(Items listed in a dataset)
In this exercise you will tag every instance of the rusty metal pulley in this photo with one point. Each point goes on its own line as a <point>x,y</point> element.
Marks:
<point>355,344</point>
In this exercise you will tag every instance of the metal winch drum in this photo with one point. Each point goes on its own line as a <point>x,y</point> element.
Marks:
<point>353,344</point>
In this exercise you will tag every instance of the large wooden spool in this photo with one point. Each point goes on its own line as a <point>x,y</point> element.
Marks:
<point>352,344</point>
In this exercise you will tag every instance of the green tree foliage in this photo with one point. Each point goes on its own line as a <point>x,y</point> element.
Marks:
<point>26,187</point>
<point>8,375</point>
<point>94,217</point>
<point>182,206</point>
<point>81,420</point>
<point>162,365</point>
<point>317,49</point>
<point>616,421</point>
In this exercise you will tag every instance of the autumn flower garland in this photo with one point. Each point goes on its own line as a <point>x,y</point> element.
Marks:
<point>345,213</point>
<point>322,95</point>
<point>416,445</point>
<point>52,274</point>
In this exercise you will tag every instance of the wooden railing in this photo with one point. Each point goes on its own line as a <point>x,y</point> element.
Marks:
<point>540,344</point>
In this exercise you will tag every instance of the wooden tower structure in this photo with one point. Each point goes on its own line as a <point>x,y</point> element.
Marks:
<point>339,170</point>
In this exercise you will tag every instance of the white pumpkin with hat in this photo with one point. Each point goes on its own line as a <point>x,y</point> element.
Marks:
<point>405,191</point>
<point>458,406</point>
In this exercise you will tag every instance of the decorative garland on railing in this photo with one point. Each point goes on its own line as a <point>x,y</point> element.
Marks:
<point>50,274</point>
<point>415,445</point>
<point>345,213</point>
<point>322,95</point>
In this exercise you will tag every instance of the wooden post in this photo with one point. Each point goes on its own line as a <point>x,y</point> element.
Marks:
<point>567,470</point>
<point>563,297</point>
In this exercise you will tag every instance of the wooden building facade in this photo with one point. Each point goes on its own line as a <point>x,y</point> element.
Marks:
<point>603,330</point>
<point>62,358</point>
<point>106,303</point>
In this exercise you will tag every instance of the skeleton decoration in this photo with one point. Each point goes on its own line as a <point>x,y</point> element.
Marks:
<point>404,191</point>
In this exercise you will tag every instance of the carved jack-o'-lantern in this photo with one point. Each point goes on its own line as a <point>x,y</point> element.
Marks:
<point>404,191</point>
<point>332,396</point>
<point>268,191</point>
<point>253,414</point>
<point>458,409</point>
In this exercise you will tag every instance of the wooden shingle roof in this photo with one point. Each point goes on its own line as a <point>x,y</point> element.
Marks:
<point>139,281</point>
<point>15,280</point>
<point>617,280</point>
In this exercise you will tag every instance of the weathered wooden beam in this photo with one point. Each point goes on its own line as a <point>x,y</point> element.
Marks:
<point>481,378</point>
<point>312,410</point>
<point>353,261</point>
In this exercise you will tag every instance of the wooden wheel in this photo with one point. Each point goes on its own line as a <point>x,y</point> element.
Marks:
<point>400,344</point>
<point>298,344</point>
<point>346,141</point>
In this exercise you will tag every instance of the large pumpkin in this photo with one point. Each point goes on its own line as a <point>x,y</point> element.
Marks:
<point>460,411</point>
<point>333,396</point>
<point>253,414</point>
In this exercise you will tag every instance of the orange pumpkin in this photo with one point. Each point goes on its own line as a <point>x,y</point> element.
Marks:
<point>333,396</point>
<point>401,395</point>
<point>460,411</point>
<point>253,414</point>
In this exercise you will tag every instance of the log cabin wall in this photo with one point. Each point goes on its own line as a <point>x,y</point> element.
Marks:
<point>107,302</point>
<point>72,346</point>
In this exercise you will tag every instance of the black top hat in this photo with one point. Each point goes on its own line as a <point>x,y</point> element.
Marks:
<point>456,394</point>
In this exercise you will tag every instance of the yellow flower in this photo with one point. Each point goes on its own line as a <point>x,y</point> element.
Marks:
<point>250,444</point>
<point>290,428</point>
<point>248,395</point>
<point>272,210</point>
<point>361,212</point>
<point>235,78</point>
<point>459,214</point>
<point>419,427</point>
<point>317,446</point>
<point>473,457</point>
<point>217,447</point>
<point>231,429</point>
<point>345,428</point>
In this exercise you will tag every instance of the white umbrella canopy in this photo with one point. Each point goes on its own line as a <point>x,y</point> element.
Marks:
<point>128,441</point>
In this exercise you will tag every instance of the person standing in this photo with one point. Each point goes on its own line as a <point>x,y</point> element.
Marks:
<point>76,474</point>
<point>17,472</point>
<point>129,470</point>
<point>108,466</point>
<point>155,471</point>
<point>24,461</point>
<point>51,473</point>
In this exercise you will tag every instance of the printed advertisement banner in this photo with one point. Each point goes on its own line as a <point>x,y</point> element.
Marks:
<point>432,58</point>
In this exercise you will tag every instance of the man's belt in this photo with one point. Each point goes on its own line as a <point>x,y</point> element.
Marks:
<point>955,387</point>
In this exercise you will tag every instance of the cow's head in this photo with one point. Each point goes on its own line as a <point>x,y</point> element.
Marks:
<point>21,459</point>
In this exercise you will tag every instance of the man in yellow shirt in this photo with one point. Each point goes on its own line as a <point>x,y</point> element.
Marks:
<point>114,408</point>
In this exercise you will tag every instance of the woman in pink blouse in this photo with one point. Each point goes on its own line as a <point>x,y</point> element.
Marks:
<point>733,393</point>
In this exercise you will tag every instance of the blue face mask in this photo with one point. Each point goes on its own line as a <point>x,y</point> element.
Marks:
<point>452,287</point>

EXERCISE GOAL: Give the data back in full, exactly as written.

REPLY TO THE TASK:
In this exercise you will tag every instance of the rusty metal pulley in this photo with one point. Each point goes on its own line as a <point>x,y</point> element.
Marks:
<point>355,344</point>
In this exercise you will tag every instance of the metal winch drum in this photo with one point. Each point goes on its own line as a <point>x,y</point> element.
Marks:
<point>353,344</point>
In this exercise you will tag every instance of the large wooden spool in this photo with one point. Each point goes on its own line as a <point>x,y</point> element.
Marks:
<point>352,344</point>
In this exercise you will tag every instance of the green tree foliage in this photo with one point. Each point goes on its own line as a <point>x,y</point> element.
Marks:
<point>26,187</point>
<point>8,375</point>
<point>94,217</point>
<point>182,206</point>
<point>81,420</point>
<point>162,365</point>
<point>317,49</point>
<point>616,421</point>
In this exercise you will tag every instance of the autumn flower garland in this photo with one point. Each point goes on its own line as a <point>x,y</point> element.
Marks:
<point>345,213</point>
<point>322,95</point>
<point>416,445</point>
<point>52,274</point>
In this exercise you will tag every instance of the wooden railing in this photo with one point. Each point goes on its own line as a <point>x,y</point> element.
Marks:
<point>540,344</point>
In this exercise you will tag every instance of the wooden tower structure in this photo with one point. Each point goes on its own line as a <point>x,y</point> element.
Marks:
<point>339,170</point>
In this exercise you will tag every instance of the white pumpkin with hat in this photo with one point. Each point goes on its own line as a <point>x,y</point> element.
Marks:
<point>405,191</point>
<point>458,406</point>
In this exercise you will tag every instance of the decorative garland on railing in this photo with one point. Each point goes on its own line as a <point>x,y</point> element.
Marks:
<point>50,274</point>
<point>415,445</point>
<point>345,213</point>
<point>322,95</point>
In this exercise you will tag every instance of the wooden post in this photo with one point. Each point goes on its own line as a <point>x,y</point> element.
Marks:
<point>567,470</point>
<point>563,297</point>
In this exercise you will tag every instance of the wooden building facade in this photo with one point. Each point goes on its own line as a <point>x,y</point> element.
Marks:
<point>603,330</point>
<point>62,358</point>
<point>106,303</point>
In this exercise you will tag every instance of the skeleton decoration in this photo with one point. Each point goes on its own line as a <point>x,y</point> element.
Marks:
<point>404,191</point>
In this exercise you will tag every instance of the carved jack-o'-lantern in this photo with one point. Each point goes on its own line as a <point>x,y</point> element.
Marks:
<point>404,191</point>
<point>332,396</point>
<point>268,191</point>
<point>253,414</point>
<point>458,409</point>
In this exercise you will tag every instance of the wooden shingle roof in this photo with one point. Each point goes on its own line as a <point>x,y</point> element.
Marks:
<point>139,281</point>
<point>15,280</point>
<point>617,280</point>
In this exercise you will tag every instance of the weathered wooden beam in this photo with one point. Each point goes on its own line as a <point>x,y</point> element.
Marks:
<point>481,378</point>
<point>312,410</point>
<point>353,261</point>
In this exercise you will tag every instance of the wooden wheel in this photo with one point. Each point goes on its own line as a <point>x,y</point> element.
Marks:
<point>400,344</point>
<point>298,344</point>
<point>346,141</point>
In this exercise you will tag every instance of the large pumpkin in this photo with one point. Each point goes on its own line as a <point>x,y</point> element.
Marks:
<point>460,411</point>
<point>333,396</point>
<point>253,414</point>
In this exercise you will tag every instance of the orange pumpkin in this photo with one point. Each point goes on its own line as a <point>x,y</point> element.
Marks:
<point>333,396</point>
<point>401,395</point>
<point>460,411</point>
<point>253,414</point>
In this exercise you will tag every instance of the log cabin wall in this photo with one point. Each point goes on its own line as a <point>x,y</point> element.
Marks:
<point>107,302</point>
<point>72,346</point>
In this exercise you will tag every instance of the black top hat in this photo with one point. Each point goes on its own line as a <point>x,y</point> element.
Marks:
<point>456,394</point>
In this exercise you will tag every instance of the yellow flower in this photo with one point. Each point goes on its own line as a <point>x,y</point> element.
Marks:
<point>250,444</point>
<point>290,428</point>
<point>248,395</point>
<point>272,210</point>
<point>361,212</point>
<point>235,78</point>
<point>459,214</point>
<point>419,427</point>
<point>317,446</point>
<point>473,457</point>
<point>217,447</point>
<point>231,429</point>
<point>345,428</point>
In this exercise you will tag every instance of the white umbrella canopy in this photo with one point. Each point goes on its own line as a <point>x,y</point> element.
Marks:
<point>128,441</point>
In this exercise you will tag every instance of the person standing in this photo with one point. Each point goes on its own line as a <point>x,y</point> element.
Marks:
<point>76,474</point>
<point>17,472</point>
<point>129,470</point>
<point>108,466</point>
<point>155,471</point>
<point>24,461</point>
<point>51,473</point>
In this exercise you will tag every instance of the printed advertisement banner in this photo with one point. Each point goes on its own line as a <point>x,y</point> element.
Marks:
<point>432,58</point>
In this exercise you will tag every instance of the man's belt in this photo with one point. Each point goes on its own line as a <point>x,y</point> element.
Marks:
<point>955,387</point>
In this exercise you will tag every instance of the cow's head in this photo with one point. Each point goes on its own line as a <point>x,y</point> element.
Marks:
<point>21,459</point>
In this exercise you will tag every instance of the man in yellow shirt in this photo with one point. Each point goes on its own line as a <point>x,y</point> element.
Marks:
<point>114,408</point>
In this exercise you will tag every instance of the woman in pink blouse in this photo with one point. Each point goes on its own line as a <point>x,y</point> element.
Marks:
<point>733,393</point>
In this exercise you will tag every instance of the blue face mask in this photo with one point. Each point goes on its own line as a <point>x,y</point> element.
Marks:
<point>452,287</point>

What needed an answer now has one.